Pointing entries for named objects

============

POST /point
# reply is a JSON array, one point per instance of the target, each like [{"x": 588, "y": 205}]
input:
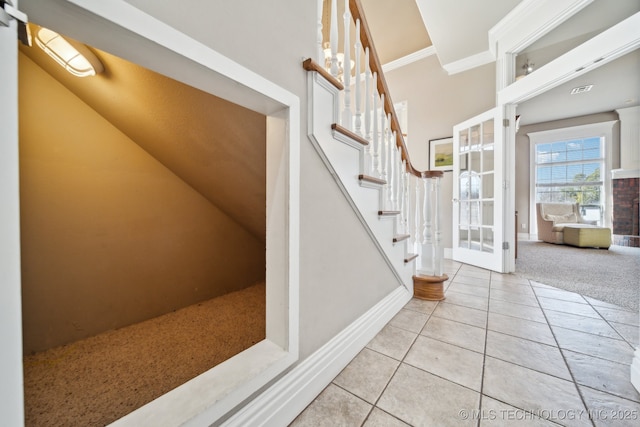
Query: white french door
[
  {"x": 478, "y": 192},
  {"x": 11, "y": 393}
]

============

Directive
Pull out every one of the lines above verbatim, leaving the picture out of your answer.

Written response
POST /point
# reply is a JSON array, one point per instance of the target, each like [{"x": 588, "y": 205}]
input:
Query: white french door
[
  {"x": 478, "y": 192},
  {"x": 11, "y": 393}
]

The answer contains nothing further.